Prompt | Update the lines of the records running from the line that contains "Find the blurred" down through the line that contains "M 91 133 L 139", replacing "hole" with "gap" and changing nothing else. Return only those lines, leaving out the pictures.

Records shown |
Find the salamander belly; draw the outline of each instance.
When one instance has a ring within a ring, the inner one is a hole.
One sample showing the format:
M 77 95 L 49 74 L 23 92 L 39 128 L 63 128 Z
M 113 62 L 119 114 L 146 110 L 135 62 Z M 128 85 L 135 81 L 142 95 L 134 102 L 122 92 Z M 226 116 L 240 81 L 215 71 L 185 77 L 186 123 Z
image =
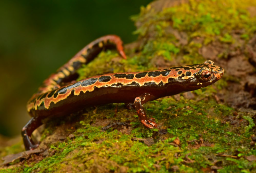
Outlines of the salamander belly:
M 76 95 L 74 92 L 65 99 L 57 103 L 52 102 L 48 108 L 44 105 L 29 112 L 33 117 L 61 116 L 82 109 L 85 107 L 106 104 L 132 103 L 136 97 L 147 93 L 152 95 L 151 100 L 166 96 L 165 87 L 127 86 L 120 88 L 105 87 L 96 88 L 92 91 L 81 91 Z M 173 86 L 174 87 L 174 86 Z M 174 87 L 175 88 L 175 87 Z M 177 94 L 177 90 L 171 95 Z M 151 100 L 150 100 L 151 101 Z

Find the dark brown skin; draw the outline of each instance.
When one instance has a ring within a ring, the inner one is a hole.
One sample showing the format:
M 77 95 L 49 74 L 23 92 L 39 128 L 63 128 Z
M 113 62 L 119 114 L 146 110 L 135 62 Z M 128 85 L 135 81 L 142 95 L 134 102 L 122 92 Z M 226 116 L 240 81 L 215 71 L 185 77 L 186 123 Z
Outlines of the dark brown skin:
M 26 150 L 37 147 L 31 139 L 33 131 L 46 117 L 68 115 L 84 107 L 114 103 L 134 103 L 140 120 L 150 129 L 157 126 L 155 119 L 147 117 L 143 104 L 167 96 L 195 90 L 220 79 L 224 69 L 211 60 L 155 71 L 107 74 L 72 82 L 76 70 L 103 49 L 116 48 L 126 59 L 122 42 L 108 35 L 92 42 L 57 72 L 51 75 L 28 101 L 27 108 L 33 118 L 21 132 Z

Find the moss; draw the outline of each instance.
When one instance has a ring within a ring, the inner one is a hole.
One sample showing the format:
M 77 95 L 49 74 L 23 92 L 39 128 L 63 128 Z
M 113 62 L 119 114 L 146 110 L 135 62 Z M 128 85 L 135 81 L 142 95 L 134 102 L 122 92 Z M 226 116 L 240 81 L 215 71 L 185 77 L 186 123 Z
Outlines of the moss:
M 132 17 L 140 23 L 135 32 L 143 41 L 139 52 L 128 55 L 127 60 L 117 58 L 115 51 L 101 52 L 79 70 L 78 80 L 108 73 L 155 69 L 152 60 L 159 57 L 168 63 L 175 62 L 177 58 L 178 64 L 201 63 L 205 60 L 199 53 L 202 46 L 216 40 L 234 43 L 231 33 L 235 29 L 243 31 L 241 38 L 245 40 L 253 34 L 255 19 L 250 17 L 246 10 L 249 6 L 256 5 L 253 3 L 191 0 L 189 4 L 157 12 L 150 5 L 142 7 L 139 15 Z M 185 33 L 185 41 L 191 41 L 183 44 L 170 31 L 171 27 Z M 202 41 L 197 41 L 200 38 Z M 220 58 L 225 57 L 220 55 Z M 210 172 L 214 166 L 220 172 L 250 172 L 256 165 L 245 158 L 256 155 L 250 138 L 255 133 L 254 115 L 219 103 L 213 96 L 227 87 L 227 81 L 239 82 L 233 77 L 226 76 L 214 85 L 192 92 L 193 98 L 186 99 L 181 94 L 179 99 L 167 97 L 145 104 L 148 116 L 156 118 L 158 124 L 156 129 L 142 126 L 135 111 L 128 110 L 123 104 L 89 108 L 82 115 L 78 113 L 78 118 L 49 122 L 42 140 L 61 125 L 63 129 L 73 127 L 70 131 L 65 130 L 74 137 L 49 143 L 51 154 L 42 160 L 26 161 L 21 166 L 0 171 L 167 172 L 178 168 L 180 172 Z M 114 126 L 102 130 L 116 122 L 130 126 Z M 65 126 L 67 124 L 69 126 Z M 179 142 L 176 144 L 177 137 Z M 150 146 L 134 139 L 151 138 L 154 143 Z M 5 148 L 2 154 L 22 149 L 19 144 Z

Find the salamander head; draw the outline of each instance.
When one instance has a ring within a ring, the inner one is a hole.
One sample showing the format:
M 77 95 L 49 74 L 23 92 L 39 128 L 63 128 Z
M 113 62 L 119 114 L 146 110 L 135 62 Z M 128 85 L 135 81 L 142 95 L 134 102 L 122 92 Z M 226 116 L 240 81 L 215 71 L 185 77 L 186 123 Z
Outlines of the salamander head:
M 211 85 L 220 79 L 224 74 L 224 69 L 214 65 L 214 63 L 210 60 L 195 66 L 196 69 L 193 72 L 191 75 L 192 77 L 188 79 L 186 82 L 188 91 Z

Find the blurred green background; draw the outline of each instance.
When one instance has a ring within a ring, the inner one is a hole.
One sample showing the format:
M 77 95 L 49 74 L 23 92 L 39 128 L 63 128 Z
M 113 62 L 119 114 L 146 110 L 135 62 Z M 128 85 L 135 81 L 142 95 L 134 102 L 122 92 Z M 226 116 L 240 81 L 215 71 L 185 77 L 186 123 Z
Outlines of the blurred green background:
M 19 135 L 27 101 L 86 44 L 109 34 L 136 40 L 130 17 L 151 1 L 0 1 L 0 134 Z

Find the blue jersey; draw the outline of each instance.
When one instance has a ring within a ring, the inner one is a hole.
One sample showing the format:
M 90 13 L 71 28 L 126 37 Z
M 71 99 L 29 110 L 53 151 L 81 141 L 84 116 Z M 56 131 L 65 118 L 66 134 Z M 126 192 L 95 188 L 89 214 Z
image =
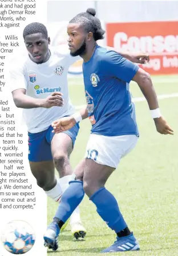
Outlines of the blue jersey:
M 91 133 L 139 136 L 129 82 L 139 67 L 112 50 L 96 46 L 83 72 Z

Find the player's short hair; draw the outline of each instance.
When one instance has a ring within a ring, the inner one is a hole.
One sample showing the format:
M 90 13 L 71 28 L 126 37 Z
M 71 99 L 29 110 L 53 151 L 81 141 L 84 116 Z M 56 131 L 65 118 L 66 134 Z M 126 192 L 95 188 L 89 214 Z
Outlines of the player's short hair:
M 27 25 L 23 30 L 23 37 L 25 39 L 27 35 L 41 33 L 46 39 L 48 38 L 47 30 L 46 26 L 42 23 L 33 22 Z
M 95 16 L 96 11 L 88 8 L 86 12 L 80 13 L 73 18 L 69 23 L 76 23 L 84 26 L 87 33 L 92 32 L 95 41 L 103 39 L 105 31 L 102 27 L 101 22 Z

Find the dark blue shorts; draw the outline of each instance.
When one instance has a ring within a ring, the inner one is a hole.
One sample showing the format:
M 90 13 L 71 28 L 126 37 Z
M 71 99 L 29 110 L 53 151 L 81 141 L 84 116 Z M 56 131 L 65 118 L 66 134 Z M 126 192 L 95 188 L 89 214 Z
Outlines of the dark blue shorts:
M 76 124 L 68 131 L 63 132 L 67 134 L 72 141 L 73 147 L 79 129 L 79 125 Z M 48 129 L 37 133 L 28 132 L 29 160 L 31 162 L 42 162 L 52 160 L 51 142 L 55 133 L 50 125 Z

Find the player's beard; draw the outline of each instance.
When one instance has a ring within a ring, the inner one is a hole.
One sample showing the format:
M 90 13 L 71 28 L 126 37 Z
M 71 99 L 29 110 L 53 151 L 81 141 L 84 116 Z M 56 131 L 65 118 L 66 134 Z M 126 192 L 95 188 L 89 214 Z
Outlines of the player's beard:
M 79 49 L 76 50 L 75 52 L 74 52 L 73 53 L 70 52 L 70 54 L 71 56 L 75 57 L 75 56 L 78 56 L 79 55 L 83 55 L 86 50 L 86 41 L 84 40 L 83 43 L 81 45 Z

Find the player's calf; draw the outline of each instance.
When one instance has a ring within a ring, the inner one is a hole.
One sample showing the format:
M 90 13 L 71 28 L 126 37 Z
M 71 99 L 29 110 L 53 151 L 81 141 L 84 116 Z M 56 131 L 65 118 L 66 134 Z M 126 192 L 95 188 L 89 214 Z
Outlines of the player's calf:
M 53 221 L 47 227 L 45 232 L 43 239 L 44 245 L 49 249 L 56 251 L 58 248 L 58 237 L 60 233 L 59 227 L 56 222 Z

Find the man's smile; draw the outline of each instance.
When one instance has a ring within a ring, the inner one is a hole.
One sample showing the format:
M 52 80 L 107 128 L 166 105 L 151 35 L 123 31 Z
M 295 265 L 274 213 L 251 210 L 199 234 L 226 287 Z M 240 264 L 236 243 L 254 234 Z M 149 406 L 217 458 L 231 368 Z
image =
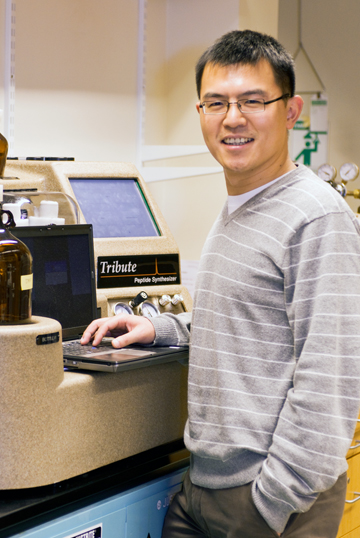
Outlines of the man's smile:
M 248 144 L 249 142 L 253 142 L 253 138 L 235 138 L 235 137 L 227 137 L 223 139 L 223 144 L 226 144 L 227 146 L 243 146 L 244 144 Z

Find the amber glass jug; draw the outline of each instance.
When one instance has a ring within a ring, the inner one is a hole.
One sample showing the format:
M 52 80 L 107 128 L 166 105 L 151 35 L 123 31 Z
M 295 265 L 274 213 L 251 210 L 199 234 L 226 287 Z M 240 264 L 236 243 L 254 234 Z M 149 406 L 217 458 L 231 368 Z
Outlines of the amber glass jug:
M 32 257 L 28 247 L 9 231 L 12 226 L 12 213 L 1 209 L 0 203 L 0 325 L 31 317 Z

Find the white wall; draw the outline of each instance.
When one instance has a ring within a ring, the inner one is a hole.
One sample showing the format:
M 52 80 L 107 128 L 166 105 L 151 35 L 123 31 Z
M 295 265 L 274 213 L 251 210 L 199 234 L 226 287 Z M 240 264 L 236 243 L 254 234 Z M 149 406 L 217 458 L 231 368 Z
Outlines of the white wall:
M 279 40 L 298 47 L 298 0 L 280 0 Z M 359 0 L 302 0 L 301 40 L 329 99 L 329 162 L 360 166 Z M 338 178 L 340 181 L 340 179 Z M 360 179 L 348 184 L 360 188 Z M 356 211 L 360 200 L 346 198 Z
M 15 0 L 18 156 L 136 162 L 137 0 Z M 298 45 L 298 0 L 148 0 L 146 144 L 201 144 L 194 65 L 222 33 L 252 28 Z M 359 0 L 302 0 L 303 44 L 329 95 L 329 160 L 359 164 Z M 4 35 L 5 0 L 0 0 Z M 4 40 L 0 42 L 3 73 Z M 1 82 L 1 80 L 0 80 Z M 182 104 L 181 110 L 177 103 Z M 0 84 L 0 110 L 4 107 Z M 0 129 L 1 114 L 0 114 Z M 209 155 L 160 166 L 212 166 Z M 351 185 L 350 185 L 351 186 Z M 360 180 L 354 185 L 360 186 Z M 151 183 L 184 259 L 198 259 L 226 192 L 222 174 Z M 356 208 L 360 203 L 354 202 Z
M 133 162 L 137 2 L 15 5 L 14 153 Z

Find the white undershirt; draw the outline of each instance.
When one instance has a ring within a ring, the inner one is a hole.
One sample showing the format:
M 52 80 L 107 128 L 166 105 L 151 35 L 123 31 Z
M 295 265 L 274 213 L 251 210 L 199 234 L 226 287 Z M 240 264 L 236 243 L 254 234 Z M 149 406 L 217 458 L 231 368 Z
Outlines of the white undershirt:
M 228 195 L 228 214 L 230 215 L 231 213 L 236 211 L 238 207 L 245 204 L 245 202 L 250 200 L 250 198 L 258 194 L 259 192 L 263 191 L 264 189 L 266 189 L 273 183 L 276 183 L 276 181 L 279 181 L 279 179 L 281 179 L 282 177 L 283 176 L 277 177 L 273 181 L 270 181 L 269 183 L 265 183 L 265 185 L 261 185 L 261 187 L 258 187 L 257 189 L 253 189 L 252 191 L 244 192 L 243 194 L 237 194 L 236 196 Z

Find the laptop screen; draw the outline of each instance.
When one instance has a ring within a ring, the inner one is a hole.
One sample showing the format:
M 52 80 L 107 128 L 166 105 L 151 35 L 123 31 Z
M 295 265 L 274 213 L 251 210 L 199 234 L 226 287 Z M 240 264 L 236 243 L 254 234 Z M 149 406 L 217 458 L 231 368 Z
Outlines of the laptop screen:
M 77 337 L 96 317 L 92 226 L 24 226 L 10 231 L 33 257 L 33 315 L 59 321 L 64 340 Z
M 70 177 L 70 184 L 94 237 L 156 237 L 154 216 L 135 178 Z

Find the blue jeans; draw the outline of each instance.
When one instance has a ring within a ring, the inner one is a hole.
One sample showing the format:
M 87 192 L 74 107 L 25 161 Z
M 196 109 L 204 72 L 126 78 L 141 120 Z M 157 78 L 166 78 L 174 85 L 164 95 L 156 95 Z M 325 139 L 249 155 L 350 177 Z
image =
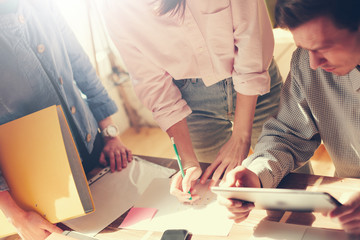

Answer below |
Find the blurred green background; draw the outline of each instance.
When one instance has a ring within a ring, the inner one is a gap.
One sample showing the format:
M 77 95 L 49 74 L 23 92 L 39 128 L 63 128 Z
M 113 62 L 119 114 L 146 110 L 135 62 Z M 128 85 L 135 81 L 142 95 L 134 102 L 122 92 Z M 226 116 L 240 81 L 215 71 L 185 77 L 186 123 Z
Outlines of the blurred green background:
M 19 135 L 27 101 L 86 44 L 109 34 L 136 40 L 130 17 L 151 1 L 0 1 L 0 134 Z

Find the blue jersey; draw the outline of each instance.
When one instance has a ring within a ring, the inner one is a gap.
One sample showing the format:
M 90 13 L 71 28 L 126 37 Z
M 71 99 L 29 110 L 53 151 L 81 141 L 84 116 Z M 56 131 L 65 118 L 66 134 Z M 126 192 L 95 188 L 89 214 Z
image =
Outlines of the blue jersey:
M 91 133 L 139 136 L 129 82 L 139 67 L 112 50 L 96 46 L 83 72 Z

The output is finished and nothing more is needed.